Required actions:
A - Please update the solar neutrino paper's passage starting at "The data of" and ending at "neutrino mixing parameters.", replacing "strong" with "compelling".
B - According to the solar neutrino paper, at which conference was the talk presented?

------ Source document ------

\documentclass[twoside]{article}
\usepackage{fleqn,espcrc2}
\usepackage{graphicx}
\usepackage{amssymb}
%\bibliographystyle{physrev3}
%\usepackage[figuresright]{rotating}

% put your own definitions here:
\newcommand{\ttbs}{\char'134}
\newcommand{\AmS}{{\protect\the\textfont2
  A\kern-.1667em\lower.5ex\hbox{M}\kern-.125emS}}

% add words to TeX's hyphenation exception list
\hyphenation{author another created financial paper re-commend-ed Post-Script}

% declarations for front matter
\title{Statistical Analysis of Solar Neutrino Data\thanks{
Talk presented by C. Giunti at
NOW 2000, Conca Specchiulla (Otranto, Italy), 9-16 Sep. 2000;
DFTT 46/00, .}
}

\author{M.V. Garzelli and C. Giunti\\[0.2cm]
INFN, Sez. di Torino, and Dip. di Fisica Teorica,
Univ. di Torino, I--10125 Torino, Italy}
       
\begin{document}

\begin{abstract}
We calculate with Monte Carlo the goodness of fit
and the confidence level of the standard allowed regions
for the neutrino oscillation parameters
obtained from the fit of the total rates
measured in solar neutrino experiments.
We show that they are significantly overestimated
in the standard method.
We also calculate exact allowed regions
with correct frequentist coverage.
We show that
the exact VO, LMA and LOW regions are much larger than the standard ones
and merge together
giving an allowed band at large mixing angles
for all $\Delta{m}^2 \gtrsim 10^{-10} \, \mathrm{eV}^2$.
\end{abstract}

\maketitle

\section{Introduction}
\label{Introduction}

The data of solar neutrino experiments
provide strong indications in favor of neutrino oscillations
and their statistical analysis
give indications on the values of the neutrino mixing parameters.
For two neutrino generations,
these parameters are
the mass-squared difference
$\Delta{m}^2 \equiv m_2^2 - m_1^2$,
where $m_1$ and $m_2$ are the two neutrino masses,
and
$\tan^2\theta$,
where
$\theta$
is the mixing angle
(see, for example, Ref.\cite{BGG-review-98-brief}).

------ Excerpted data ------

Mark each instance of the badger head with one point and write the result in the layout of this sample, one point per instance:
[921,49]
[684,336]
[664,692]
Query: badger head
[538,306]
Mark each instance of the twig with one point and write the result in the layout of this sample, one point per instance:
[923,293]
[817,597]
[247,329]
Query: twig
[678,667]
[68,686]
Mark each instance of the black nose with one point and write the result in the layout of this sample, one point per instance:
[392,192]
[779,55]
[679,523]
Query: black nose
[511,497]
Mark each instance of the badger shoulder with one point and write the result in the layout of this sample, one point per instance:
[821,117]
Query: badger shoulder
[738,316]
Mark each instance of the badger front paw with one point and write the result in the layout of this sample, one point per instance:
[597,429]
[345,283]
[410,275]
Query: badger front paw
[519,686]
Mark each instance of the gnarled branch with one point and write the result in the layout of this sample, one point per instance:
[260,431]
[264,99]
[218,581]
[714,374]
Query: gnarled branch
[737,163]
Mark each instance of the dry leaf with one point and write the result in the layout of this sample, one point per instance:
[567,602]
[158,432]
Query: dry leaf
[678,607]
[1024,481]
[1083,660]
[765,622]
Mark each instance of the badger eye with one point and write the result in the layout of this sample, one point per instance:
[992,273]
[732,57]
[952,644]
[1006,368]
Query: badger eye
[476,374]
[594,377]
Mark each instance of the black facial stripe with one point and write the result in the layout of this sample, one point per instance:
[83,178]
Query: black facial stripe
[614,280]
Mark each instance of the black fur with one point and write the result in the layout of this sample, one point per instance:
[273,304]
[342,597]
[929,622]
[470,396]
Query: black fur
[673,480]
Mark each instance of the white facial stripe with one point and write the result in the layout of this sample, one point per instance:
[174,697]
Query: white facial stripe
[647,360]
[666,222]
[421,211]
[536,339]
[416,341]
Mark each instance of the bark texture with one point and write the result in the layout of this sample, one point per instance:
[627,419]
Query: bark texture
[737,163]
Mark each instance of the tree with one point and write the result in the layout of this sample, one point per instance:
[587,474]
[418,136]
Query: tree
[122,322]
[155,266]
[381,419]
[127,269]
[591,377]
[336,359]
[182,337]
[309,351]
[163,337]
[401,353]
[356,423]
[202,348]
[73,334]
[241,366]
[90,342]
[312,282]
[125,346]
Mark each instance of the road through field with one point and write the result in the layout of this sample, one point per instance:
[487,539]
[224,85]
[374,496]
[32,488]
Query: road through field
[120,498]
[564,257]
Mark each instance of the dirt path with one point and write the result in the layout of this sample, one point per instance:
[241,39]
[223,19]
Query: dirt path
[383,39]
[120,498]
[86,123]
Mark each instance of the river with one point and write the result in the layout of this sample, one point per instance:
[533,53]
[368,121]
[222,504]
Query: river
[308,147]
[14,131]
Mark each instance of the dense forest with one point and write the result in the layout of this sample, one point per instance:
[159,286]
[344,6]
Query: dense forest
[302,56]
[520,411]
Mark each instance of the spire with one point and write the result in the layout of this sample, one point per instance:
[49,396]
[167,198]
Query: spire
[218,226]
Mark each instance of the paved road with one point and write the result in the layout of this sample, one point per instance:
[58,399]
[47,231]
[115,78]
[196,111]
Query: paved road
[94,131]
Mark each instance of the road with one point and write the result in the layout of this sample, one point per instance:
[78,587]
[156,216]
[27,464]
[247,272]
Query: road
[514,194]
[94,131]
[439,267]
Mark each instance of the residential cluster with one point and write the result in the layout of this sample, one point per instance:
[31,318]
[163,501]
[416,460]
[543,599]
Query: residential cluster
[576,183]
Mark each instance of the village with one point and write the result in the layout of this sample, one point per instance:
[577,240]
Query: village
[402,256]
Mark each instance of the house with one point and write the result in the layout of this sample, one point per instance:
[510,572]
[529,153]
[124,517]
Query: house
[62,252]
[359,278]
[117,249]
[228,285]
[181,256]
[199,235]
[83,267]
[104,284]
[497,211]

------

Answers for the tasks:
A -
The data of solar neutrino experiments
provide compelling indications in favor of neutrino oscillations
and their statistical analysis
give indications on the values of the neutrino mixing parameters.

B - NOW 2000, held in Conca Specchiulla (Otranto, Italy), 9-16 Sep. 2000.